| Provided text |
----------------------------------------
In regard to energy independence, the United States can deal with this issue in spite of its need for oil imports from the politically unstable Middle East. Since the 1973-74 oil embargo, OPEC has increasingly become a positive force in maintaining a balance between world oil demand and supply and price stability, such as its current $22-$28/bbl price band policy (equivalent to $24-$30/bbl for U.S. benchmark West Texas Intermediate crude). The military action by the United States and Great Britain to dismantle the regime headed by Saddam Hussein and his sons should stabilize Persian Gulf oil production.

In any event, the latest oil and gas reserve data [1] belie the doomsayers and offer hope that the global abundance of the least carbon-intensive fossil fuel, natural gas (atomic hydrogen to carbon or H/C ratio of 4:1) and oil (H/C ratio of 2:1), will give us enough lead time to arrive at a least-cost strategy to transform the global energy system to sustainable and carbon-emission-free technologies [3]. The United States has so far chosen not to tap astoundingly large reserves of oil and, especially, natural gas for environmental reasons, even though a comprehensive analysis of total environmental impacts might show that full exploitation of relatively low carbon-intensity and low pollutant emission domestic hydrocarbon resources may be the most rational strategy.
----------------------------------------
| Data extract |
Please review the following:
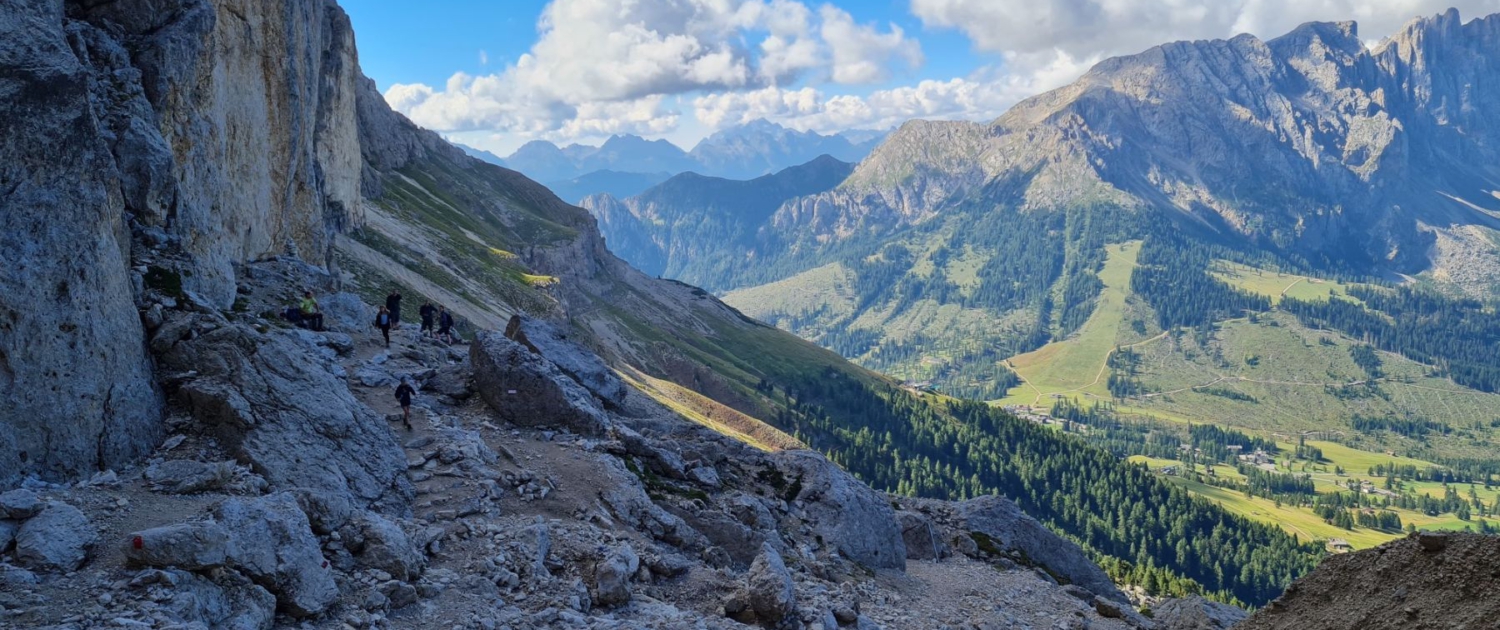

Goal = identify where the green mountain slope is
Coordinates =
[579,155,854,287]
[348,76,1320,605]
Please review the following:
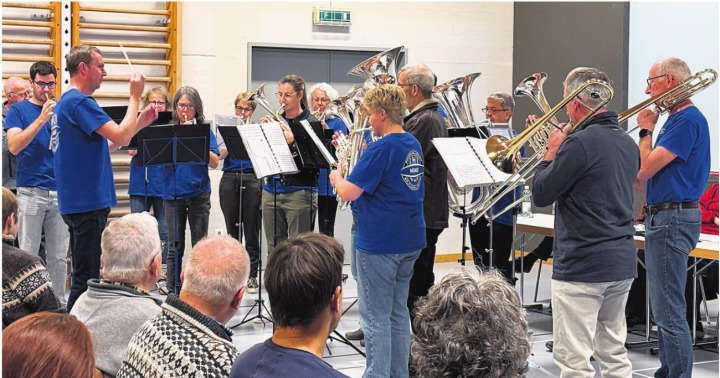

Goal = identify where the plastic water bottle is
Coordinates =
----------------------------------------
| Goals |
• 1. In the passage on U.S. energy independence, what is the atomic hydrogen to carbon ratio given for natural gas?
• 2. Write the next part of the passage on U.S. energy independence, picking up after its final sentence.

| Answers provided |
• 1. 4:1

• 2.
Problems With Gas Supply and Prices

Natural gas is the ideal transition fuel to a sustainable and carbon-emission-free energy system because it has the lowest carbon intensity and is the least-polluting of all fossil fuels [3]. Therefore, the recent increases in natural gas prices caused by projections of a 2 percent to 3 percent production decline in 2003 creates a problem similar to the meteoric and destabilizing price rise during the 2000-01 California energy crisis when the Henry Hub cash market (the basis of New York Mercantile Exchange Natural Gas Futures) peaked at $9.13/million Btu in January 2001 [4].

Another indication of the likely decline in natural gas consumption in 2003, especially the very price-sensitive industrial and power generation markets, is that the 12-month NYMEX Strip on April 28, 2003, was still $5.577/million Btu [4]. However, the history of U.S. natural gas reserve replacement shows that in eight of the years from 1990 through 2001, total additions to reserves exceeded production (including the 31 percent in 2001).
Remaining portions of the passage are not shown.